Stored data entries
====================

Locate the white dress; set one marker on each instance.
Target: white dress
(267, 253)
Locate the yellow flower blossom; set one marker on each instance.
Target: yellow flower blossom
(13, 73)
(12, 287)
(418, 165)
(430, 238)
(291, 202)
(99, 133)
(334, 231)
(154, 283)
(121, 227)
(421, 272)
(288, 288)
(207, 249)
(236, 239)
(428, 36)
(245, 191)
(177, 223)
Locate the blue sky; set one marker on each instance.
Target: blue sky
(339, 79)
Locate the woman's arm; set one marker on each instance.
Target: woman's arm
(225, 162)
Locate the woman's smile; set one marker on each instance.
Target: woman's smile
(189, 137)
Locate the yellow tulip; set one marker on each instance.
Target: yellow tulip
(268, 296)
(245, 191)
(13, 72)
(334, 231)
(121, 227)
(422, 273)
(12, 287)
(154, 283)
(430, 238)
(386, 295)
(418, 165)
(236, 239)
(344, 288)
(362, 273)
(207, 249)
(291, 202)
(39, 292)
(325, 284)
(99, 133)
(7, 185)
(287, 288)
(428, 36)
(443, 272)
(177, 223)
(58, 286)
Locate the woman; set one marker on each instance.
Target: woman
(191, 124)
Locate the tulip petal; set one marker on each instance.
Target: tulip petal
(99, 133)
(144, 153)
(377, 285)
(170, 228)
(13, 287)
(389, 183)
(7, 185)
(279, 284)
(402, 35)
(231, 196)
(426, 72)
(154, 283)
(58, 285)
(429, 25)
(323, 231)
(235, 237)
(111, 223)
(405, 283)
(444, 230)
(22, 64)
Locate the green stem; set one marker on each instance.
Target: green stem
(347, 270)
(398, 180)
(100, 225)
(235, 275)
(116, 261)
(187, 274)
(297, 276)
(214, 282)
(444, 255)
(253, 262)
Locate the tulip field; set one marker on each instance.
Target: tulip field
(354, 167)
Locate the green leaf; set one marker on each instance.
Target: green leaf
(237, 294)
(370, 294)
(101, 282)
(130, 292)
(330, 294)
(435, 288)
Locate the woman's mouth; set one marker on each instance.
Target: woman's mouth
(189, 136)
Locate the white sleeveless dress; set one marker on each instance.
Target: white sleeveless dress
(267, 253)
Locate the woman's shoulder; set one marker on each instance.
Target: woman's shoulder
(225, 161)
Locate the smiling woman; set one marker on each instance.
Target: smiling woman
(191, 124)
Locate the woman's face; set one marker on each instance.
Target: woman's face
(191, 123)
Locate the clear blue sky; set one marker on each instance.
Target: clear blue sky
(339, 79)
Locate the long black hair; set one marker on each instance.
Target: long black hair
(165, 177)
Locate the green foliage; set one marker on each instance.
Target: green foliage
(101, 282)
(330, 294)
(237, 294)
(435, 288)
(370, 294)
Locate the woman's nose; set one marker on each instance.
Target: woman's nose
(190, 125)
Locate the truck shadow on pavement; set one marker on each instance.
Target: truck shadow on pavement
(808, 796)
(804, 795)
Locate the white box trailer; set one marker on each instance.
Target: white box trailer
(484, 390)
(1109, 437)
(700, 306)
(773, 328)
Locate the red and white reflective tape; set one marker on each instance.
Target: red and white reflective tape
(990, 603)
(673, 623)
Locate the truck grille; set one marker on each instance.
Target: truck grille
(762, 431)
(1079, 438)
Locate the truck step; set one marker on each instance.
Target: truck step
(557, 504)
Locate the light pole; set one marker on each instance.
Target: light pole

====================

All the entries are to be reproduced verbatim.

Exercise solution
Locate the white dress; set one marker on each instance.
Target: white dress
(267, 253)
Locate the yellow flower blossom; set one marker on each instance.
Target: yellow flower blossom
(13, 73)
(12, 287)
(418, 165)
(430, 238)
(291, 202)
(99, 133)
(334, 231)
(154, 283)
(121, 227)
(421, 272)
(288, 288)
(207, 249)
(236, 239)
(428, 36)
(245, 191)
(177, 223)
Locate the blue sky; set one marker on each instance.
Target: blue sky
(339, 79)
Locate the woman's arm; set one marker on each instance.
Target: woman's arm
(225, 162)
Locate the woman's smile; set one marker on each instance.
Target: woman's smile
(189, 137)
Locate the yellow tulip; set one marker on each instance.
Target: yellow tulip
(268, 296)
(245, 191)
(13, 72)
(334, 231)
(121, 227)
(422, 273)
(12, 287)
(154, 283)
(430, 238)
(386, 295)
(418, 165)
(236, 239)
(344, 288)
(362, 273)
(207, 249)
(291, 202)
(39, 292)
(325, 284)
(99, 133)
(7, 185)
(287, 288)
(428, 36)
(443, 272)
(177, 223)
(58, 286)
Locate the woman; set one marker on each instance.
Target: woman
(191, 124)
Locate the tulip petal; set one marker on each instance.
Target: tulip petal
(99, 133)
(144, 153)
(377, 285)
(170, 228)
(13, 287)
(389, 183)
(7, 185)
(279, 284)
(402, 35)
(231, 196)
(426, 72)
(154, 283)
(58, 285)
(429, 25)
(323, 231)
(235, 237)
(111, 223)
(405, 283)
(444, 230)
(22, 64)
Locate the green stem; set one marker on each instance.
Target: green stem
(347, 270)
(398, 180)
(100, 225)
(235, 275)
(116, 261)
(187, 274)
(297, 276)
(214, 282)
(444, 255)
(253, 262)
Locate the tulip field; set one marker on each instance.
Target: tulip field
(354, 167)
Locate the green leaf; set one marker on each instance.
Target: green leaf
(237, 294)
(370, 294)
(101, 282)
(130, 292)
(330, 294)
(435, 288)
Locate the woman's mouth; set one marker on each instance.
Target: woman's mouth
(189, 136)
Locate the white sleeveless dress; set one marker on each instance.
Target: white sleeveless dress
(267, 253)
Locate the woman's shoulder; set one marker on each instance.
Target: woman's shoulder
(225, 161)
Locate the smiling woman; set one marker on each instance.
Target: smiling woman
(191, 124)
Locate the woman's face; set one marker on each instance.
Target: woman's face
(191, 123)
Locate the clear blue sky; set one marker on each instance.
Target: clear blue sky
(339, 79)
Locate the long black hair; set one marker on each instance.
Target: long black hair
(165, 177)
Locate the green foliage; set one marker on each instance.
Target: green foliage
(101, 282)
(330, 294)
(237, 294)
(435, 288)
(370, 294)
Locate the woman's nose; set one marker on each instance.
Target: woman's nose
(190, 125)
Locate the truck shadow on pavement; set one marker on each instance.
Target: truck shadow on pavement
(808, 796)
(804, 795)
Locate the white box trailer; set one marker on each instance.
Target: white box trailer
(484, 390)
(1109, 437)
(700, 306)
(773, 328)
Locate the red and white reflective tape; set one marker on each instance.
Target: red and white reflective tape
(990, 603)
(673, 623)
Locate the truck grille; set one marker on each instance.
Target: truck grille
(762, 431)
(1079, 438)
Locate the truck step; set one marker on each instance.
Target: truck step
(557, 504)
Locate the light pole; set one marker on each instance.
Target: light pole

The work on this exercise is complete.